• _TASK LIST_
- 1) Repeat word for word the part of the private credit interview starting with "Similar themes are" and going on through "or market cycles.".
- 2) Answer these questions from the private credit interview.
(a) In which sectors are inflation issues most acute right now?
(b) Which three areas are named as ones where the firm continues to find safety?
(c) What investor type is given as an example for which bespoke vehicles can be created?

• _EXCERPT TO READ_

::::

Given threats, where and how are you finding conviction in this market?
Again, experience is critical. That experience includes managing risk through multiple economic cycles and across multiple industries. We manage these risks several ways.
The depth of our pipeline allows us to be highly selective when constructing our diversified loan portfolio. In the lower middle market, too, there isn’t the same kind of pressure to give up documentation protections or loosen or forgo covenants.
Another factor is maintaining strict investment discipline around acceptable leverage, loan-value and liquidity levels. Inflation, if it starts to impact margins, can affect these metrics over the life of a loan. But we’re not the type of lender to make a loan and leave it in the top drawer. We closely monitor a company’s performance and have protective covenants in the event a borrower deviates from plan. And importantly, we have close relationships with our borrowers.
We also seek to work with companies with defensible market positions and resilient business models, and scrutinise the experience of management teams and their financial sponsors.
Where are you finding companies that fit this description? Is it case by case or do specific sectors lend themselves to this archetype?
Certain sectors, of course, are going to be more sensitive to inflationary pressures or rate hikes. Right now, inflation issues are most acute in certain industrial and durable goods sectors where profits have not been as strong due to margin compression. Interest rates remain relatively low, but we are cognisant of the potential top-line impacts on rate-sensitive industries where consumer or business spending is
impacted.
Alternatively, we’re continuing to find safety in areas that we have historically focused on and are more protected, such as technology and software, business services and healthcare.
Take technology and software. We have deep relationships and domain expertise that go back years. The importance of tech is also growing. You saw this during the pandemic. Companies prioritised their digital spending because it has become essential to day-to-day operations.
In a period of rising costs, technology also represents a source of efficiencies. From the perspective of a lender, the industry’s ongoing shift to a recurring-revenue model imparts stability and visibility.
Similar themes are playing out in business services, where the labour shortages help to amplify the value proposition of specialist vendors. And, of course, healthcare enjoys the tailwinds of an ageing population and steady demand untethered to the economic or market cycles.
Given the rapid ascension of the private debt market and the amount of capital that has flowed into the asset class, where is growth available for fund managers?
The key, again, is to stick to your knitting and core competencies. Available growth for fund managers exists through expansion into complementary strategies or geographic markets or by focusing on specific industries. Additionally, creating bespoke vehicles for certain investor types, like insurance companies, can further accelerate growth.
At Monroe, that has meant capitalising on our deep private credit expertise we have developed over the years. Our opportunistic strategy, for instance, targets asset-rich segments where our loans have strong downside collateral protection and we have the ability to earn asymmetric returns for our LPs due to transaction complexity, a misunderstood situation or market dislocation.
The common threads are extensive experience through multiple market and economic cycles, deep domain expertise, and a “credit first, zero loss” mindset. This approach guides us during the highs and the lows. It also allows us to put capital to work in many environments, but particularly in a market like this in which underlying growth trends remain in place even as the macro-economic picture becomes a bit more cloudy.

::::

• _PROVIDED INFORMATION_
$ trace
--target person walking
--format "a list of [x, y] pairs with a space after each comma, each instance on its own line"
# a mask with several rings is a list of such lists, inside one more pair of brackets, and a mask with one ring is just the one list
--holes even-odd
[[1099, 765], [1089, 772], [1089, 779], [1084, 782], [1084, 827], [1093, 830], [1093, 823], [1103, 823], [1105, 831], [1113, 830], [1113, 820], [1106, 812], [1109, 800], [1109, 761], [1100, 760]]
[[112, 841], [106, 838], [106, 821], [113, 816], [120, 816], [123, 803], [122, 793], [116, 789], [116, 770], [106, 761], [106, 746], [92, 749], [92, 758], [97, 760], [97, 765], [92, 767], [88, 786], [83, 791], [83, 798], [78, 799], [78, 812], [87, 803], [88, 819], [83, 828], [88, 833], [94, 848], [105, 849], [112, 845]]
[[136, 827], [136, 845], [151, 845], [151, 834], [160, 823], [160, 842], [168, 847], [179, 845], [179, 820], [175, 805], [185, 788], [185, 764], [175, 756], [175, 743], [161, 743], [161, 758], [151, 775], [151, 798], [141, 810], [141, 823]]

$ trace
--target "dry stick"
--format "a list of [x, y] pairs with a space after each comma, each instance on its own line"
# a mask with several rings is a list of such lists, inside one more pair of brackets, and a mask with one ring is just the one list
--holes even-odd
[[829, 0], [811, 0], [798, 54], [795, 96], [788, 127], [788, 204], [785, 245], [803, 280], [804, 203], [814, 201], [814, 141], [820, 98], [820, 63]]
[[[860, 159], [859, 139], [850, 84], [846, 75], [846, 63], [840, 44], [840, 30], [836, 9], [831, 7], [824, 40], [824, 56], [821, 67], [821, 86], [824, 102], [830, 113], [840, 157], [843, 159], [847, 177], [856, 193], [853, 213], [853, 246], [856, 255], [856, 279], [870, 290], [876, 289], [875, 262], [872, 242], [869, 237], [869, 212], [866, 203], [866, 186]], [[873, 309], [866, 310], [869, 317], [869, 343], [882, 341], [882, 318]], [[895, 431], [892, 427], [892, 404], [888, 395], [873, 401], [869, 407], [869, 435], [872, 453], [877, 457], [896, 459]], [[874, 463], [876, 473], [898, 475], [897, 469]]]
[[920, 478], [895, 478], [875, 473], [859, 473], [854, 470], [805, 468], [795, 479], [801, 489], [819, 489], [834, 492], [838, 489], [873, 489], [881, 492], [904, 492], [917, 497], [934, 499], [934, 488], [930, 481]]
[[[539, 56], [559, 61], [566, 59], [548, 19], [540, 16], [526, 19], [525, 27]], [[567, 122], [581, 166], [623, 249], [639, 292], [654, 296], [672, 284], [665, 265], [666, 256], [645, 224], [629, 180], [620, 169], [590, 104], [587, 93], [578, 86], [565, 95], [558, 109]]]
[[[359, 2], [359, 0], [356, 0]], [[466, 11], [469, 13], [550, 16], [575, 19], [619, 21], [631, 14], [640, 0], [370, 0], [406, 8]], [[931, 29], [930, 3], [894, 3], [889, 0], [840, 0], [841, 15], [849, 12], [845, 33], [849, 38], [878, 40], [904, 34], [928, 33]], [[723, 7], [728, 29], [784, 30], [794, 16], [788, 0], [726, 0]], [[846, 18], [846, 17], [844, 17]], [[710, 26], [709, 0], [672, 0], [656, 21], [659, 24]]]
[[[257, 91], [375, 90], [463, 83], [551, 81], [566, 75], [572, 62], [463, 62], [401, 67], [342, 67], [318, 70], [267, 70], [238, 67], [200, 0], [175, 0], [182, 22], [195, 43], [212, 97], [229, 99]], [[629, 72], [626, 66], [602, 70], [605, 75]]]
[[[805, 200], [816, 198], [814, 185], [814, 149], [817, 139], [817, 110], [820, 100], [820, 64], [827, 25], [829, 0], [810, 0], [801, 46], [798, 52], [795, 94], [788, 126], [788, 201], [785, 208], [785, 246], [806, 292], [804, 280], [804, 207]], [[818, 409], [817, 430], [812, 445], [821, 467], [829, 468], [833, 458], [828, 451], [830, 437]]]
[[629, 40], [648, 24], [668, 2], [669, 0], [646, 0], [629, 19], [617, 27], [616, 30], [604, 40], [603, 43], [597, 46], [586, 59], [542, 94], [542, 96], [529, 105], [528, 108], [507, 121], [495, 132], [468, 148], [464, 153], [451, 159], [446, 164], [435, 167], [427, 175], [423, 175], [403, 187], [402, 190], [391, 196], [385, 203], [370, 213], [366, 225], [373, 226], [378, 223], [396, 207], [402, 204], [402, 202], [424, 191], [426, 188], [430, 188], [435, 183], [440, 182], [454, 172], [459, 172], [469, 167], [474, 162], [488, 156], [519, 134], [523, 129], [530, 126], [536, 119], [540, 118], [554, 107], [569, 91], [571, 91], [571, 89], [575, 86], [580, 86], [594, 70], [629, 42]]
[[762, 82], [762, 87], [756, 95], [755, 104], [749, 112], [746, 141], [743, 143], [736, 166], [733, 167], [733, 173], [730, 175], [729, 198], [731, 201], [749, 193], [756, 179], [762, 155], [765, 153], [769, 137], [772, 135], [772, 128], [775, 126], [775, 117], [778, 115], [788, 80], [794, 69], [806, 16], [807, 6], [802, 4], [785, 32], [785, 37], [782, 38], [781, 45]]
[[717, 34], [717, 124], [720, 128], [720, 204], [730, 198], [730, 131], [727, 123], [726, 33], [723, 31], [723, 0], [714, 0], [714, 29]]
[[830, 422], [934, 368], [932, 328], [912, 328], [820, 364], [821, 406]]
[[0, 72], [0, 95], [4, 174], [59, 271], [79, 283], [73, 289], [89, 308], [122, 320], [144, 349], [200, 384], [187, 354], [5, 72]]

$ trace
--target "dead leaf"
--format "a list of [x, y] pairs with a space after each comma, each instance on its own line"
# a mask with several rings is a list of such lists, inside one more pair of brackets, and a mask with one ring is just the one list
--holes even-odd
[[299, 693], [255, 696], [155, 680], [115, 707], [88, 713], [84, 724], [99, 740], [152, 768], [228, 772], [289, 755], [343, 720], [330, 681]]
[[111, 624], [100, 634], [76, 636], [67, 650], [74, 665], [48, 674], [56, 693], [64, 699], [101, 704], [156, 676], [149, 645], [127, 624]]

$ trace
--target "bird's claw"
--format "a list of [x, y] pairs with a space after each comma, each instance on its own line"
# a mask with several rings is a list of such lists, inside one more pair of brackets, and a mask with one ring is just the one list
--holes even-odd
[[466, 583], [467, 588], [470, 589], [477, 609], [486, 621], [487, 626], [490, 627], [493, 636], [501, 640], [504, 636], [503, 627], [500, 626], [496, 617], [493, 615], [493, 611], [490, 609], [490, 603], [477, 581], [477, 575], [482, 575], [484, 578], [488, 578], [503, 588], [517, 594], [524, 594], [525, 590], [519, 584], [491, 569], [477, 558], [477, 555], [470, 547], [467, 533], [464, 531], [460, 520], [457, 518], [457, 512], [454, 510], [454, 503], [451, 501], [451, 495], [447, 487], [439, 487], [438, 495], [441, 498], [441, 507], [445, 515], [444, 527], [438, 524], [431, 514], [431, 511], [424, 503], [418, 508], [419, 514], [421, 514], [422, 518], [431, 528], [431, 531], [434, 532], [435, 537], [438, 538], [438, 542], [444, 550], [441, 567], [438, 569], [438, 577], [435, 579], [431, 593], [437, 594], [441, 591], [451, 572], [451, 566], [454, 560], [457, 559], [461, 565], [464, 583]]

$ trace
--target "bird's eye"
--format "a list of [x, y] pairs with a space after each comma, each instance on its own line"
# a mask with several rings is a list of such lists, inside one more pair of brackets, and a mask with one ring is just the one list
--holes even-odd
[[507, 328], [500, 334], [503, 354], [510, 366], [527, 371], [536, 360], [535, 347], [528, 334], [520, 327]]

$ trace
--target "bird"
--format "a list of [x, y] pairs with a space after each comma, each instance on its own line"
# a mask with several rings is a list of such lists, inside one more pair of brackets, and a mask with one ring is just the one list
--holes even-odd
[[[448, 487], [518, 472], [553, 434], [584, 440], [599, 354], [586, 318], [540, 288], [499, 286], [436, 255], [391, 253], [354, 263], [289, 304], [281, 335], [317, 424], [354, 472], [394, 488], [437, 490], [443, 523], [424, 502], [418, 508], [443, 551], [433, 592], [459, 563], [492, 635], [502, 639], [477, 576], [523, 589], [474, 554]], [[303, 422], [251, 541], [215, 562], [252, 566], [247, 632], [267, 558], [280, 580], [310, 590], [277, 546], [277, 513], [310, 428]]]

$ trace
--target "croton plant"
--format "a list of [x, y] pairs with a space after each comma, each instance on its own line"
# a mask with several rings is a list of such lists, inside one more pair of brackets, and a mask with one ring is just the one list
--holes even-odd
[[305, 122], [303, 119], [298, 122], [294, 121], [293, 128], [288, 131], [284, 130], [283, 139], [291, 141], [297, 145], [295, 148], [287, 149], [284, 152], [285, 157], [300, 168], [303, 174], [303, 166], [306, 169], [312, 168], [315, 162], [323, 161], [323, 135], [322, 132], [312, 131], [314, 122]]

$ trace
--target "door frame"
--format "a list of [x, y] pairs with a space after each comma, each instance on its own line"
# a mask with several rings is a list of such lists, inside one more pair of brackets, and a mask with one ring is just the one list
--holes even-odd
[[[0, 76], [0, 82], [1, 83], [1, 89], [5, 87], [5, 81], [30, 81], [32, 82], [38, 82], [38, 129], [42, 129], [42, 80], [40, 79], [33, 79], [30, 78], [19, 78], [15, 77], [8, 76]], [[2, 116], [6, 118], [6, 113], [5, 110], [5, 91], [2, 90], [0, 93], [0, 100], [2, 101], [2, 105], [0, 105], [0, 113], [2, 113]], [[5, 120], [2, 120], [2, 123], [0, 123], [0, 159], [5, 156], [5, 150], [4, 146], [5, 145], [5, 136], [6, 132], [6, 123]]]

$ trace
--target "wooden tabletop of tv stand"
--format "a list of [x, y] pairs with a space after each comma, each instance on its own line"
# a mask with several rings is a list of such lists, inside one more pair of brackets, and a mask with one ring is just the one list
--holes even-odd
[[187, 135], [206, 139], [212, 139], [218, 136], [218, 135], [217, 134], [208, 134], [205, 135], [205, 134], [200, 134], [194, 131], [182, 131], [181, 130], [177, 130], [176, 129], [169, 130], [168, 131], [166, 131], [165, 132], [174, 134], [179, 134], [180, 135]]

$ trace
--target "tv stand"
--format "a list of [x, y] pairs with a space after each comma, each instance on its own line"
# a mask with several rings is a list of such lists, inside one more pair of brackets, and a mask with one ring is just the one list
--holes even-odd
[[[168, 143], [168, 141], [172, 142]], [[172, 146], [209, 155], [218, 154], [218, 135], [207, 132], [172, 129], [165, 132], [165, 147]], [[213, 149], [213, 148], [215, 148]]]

::::

• _RESULTS OF THE TASKS_
- 1)
Similar themes are playing out in business services, where the labour shortages help to amplify the value proposition of specialist vendors. And, of course, healthcare enjoys the tailwinds of an ageing population and steady demand untethered to the economic or market cycles.

- 2)
(a) Certain industrial and durable goods sectors, where profits have not been as strong due to margin compression.
(b) Technology and software, business services, and healthcare.
(c) Insurance companies.